* **Work item**: From the speech on the Australian economy below, pull out the passage that begins with "Speech The Australian" and ends after "part of it.", copied word for word.
===== Extract provided =====
Speech The Australian Economy: Past, Present and Future

It is an honour to be invited here this evening to give this address, although I must confess I am somewhat daunted by the task. We have heard so much in this conference on such a broad range of economic subjects by such a distinguished group of speakers that I have been presented with a difficult act to follow. I have also been given a very broad topic, so I will have to confine myself to making only a few comments on each part of it.

I would like to start with the proposition that Australians, on the whole, tend to be pessimists about the country's economic situation and about its future. This is not always the case as there are occasions, such as the present, where a degree of optimism breaks out, but these are the exceptions rather than the rule. While Australians are often optimistic about their personal economic prospects, they are seldom so about the economy's prospects. I have spoken about this before and produced various pieces of anecdotal evidence to support my view. More objective evidence is available in the form of answers to surveys[1] , which show a clear propensity for respondents to judge the economy more harshly than their own economic prospects (about which they presumably know more).
===== Data block =====
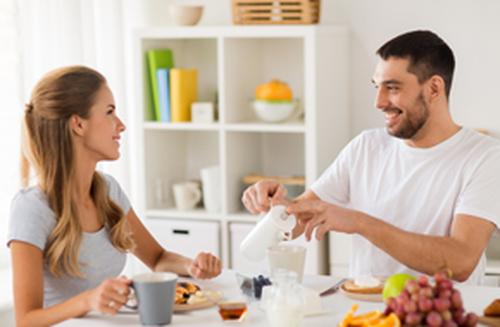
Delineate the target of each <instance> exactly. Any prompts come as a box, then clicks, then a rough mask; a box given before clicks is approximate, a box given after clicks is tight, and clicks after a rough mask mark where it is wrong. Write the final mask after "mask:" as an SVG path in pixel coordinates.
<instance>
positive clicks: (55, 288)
mask: <svg viewBox="0 0 500 327" xmlns="http://www.w3.org/2000/svg"><path fill="white" fill-rule="evenodd" d="M102 175H103V176H104V178H105V179H106V182H107V185H108V195H109V197H110V198H111V199H112V200H113V201H114V202H115V203H116V204H117V205H118V206H120V208H122V210H123V212H124V213H125V214H126V213H127V212H128V211H129V209H130V202H129V200H128V198H127V196H126V195H125V193H124V192H123V190H122V189H121V187H120V185H119V184H118V182H117V181H116V180H115V179H114V178H113V177H111V176H109V175H106V174H102ZM55 224H56V220H55V215H54V212H53V211H52V209H50V207H49V204H48V202H47V198H46V196H45V194H44V193H43V192H42V191H41V190H40V188H38V187H29V188H25V189H22V190H20V191H19V192H18V193H17V194H16V196H15V197H14V199H13V200H12V204H11V210H10V221H9V231H8V235H7V246H8V245H9V244H10V242H12V241H22V242H26V243H29V244H32V245H34V246H36V247H37V248H39V249H40V250H42V251H44V249H45V246H46V244H47V240H48V237H49V235H50V233H51V232H52V229H53V228H54V227H55ZM78 261H79V263H80V269H81V271H82V273H83V274H84V276H85V278H78V277H71V276H67V275H66V276H63V277H56V276H54V275H53V274H52V273H51V272H50V271H49V270H48V268H47V266H46V264H44V268H43V275H44V276H43V277H44V279H43V280H44V285H43V291H44V307H50V306H52V305H54V304H57V303H60V302H63V301H65V300H67V299H69V298H71V297H73V296H75V295H78V294H79V293H81V292H83V291H86V290H88V289H91V288H95V287H97V286H98V285H99V284H100V283H101V282H102V281H104V280H105V279H107V278H114V277H116V276H118V275H119V274H120V272H121V271H122V270H123V268H124V266H125V261H126V254H125V253H123V252H121V251H119V250H118V249H116V248H115V247H114V246H113V244H112V243H111V241H110V239H109V236H108V232H107V230H106V229H105V228H104V227H103V228H101V229H100V230H99V231H97V232H95V233H86V232H84V233H83V235H82V243H81V246H80V253H79V257H78Z"/></svg>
=====
* **Written answer**:
Speech The Australian Economy: Past, Present and Future

It is an honour to be invited here this evening to give this address, although I must confess I am somewhat daunted by the task. We have heard so much in this conference on such a broad range of economic subjects by such a distinguished group of speakers that I have been presented with a difficult act to follow. I have also been given a very broad topic, so I will have to confine myself to making only a few comments on each part of it.